__Work item__
All lines containing the string "distant" must be copied from the entries.

= = =

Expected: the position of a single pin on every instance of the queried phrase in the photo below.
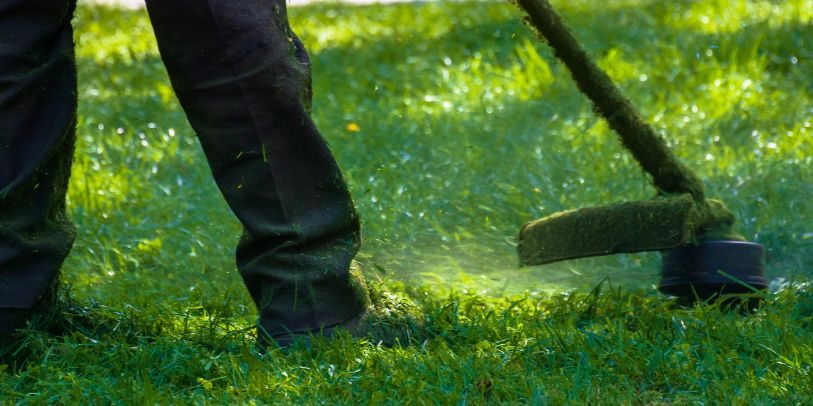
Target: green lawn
(454, 126)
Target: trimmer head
(620, 228)
(713, 268)
(701, 256)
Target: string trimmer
(702, 254)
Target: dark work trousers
(243, 79)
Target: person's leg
(37, 131)
(242, 78)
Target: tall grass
(453, 126)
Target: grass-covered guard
(453, 125)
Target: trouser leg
(37, 131)
(242, 78)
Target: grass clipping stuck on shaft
(681, 214)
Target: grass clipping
(682, 215)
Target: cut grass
(453, 130)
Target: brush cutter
(702, 255)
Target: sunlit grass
(454, 126)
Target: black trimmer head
(703, 256)
(713, 269)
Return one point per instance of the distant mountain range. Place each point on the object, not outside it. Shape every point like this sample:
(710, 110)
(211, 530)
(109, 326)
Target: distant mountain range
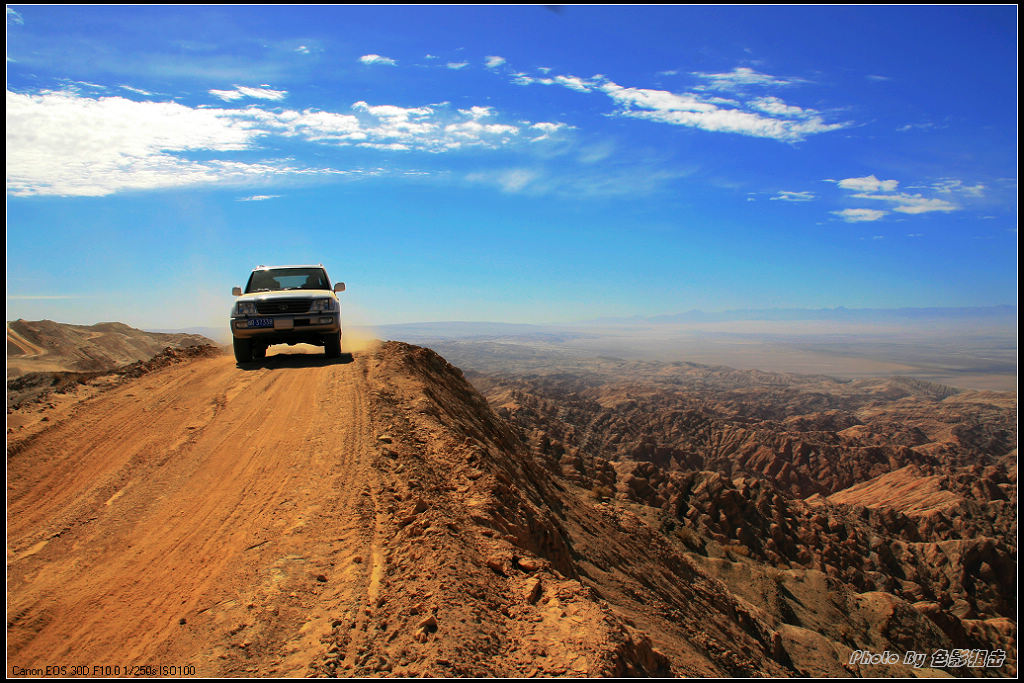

= = =

__Result for this exercise__
Return one point per instance of the distant mountain range. Place each point on the object, not outside it. Shape every point like this sample:
Target: distant mountain range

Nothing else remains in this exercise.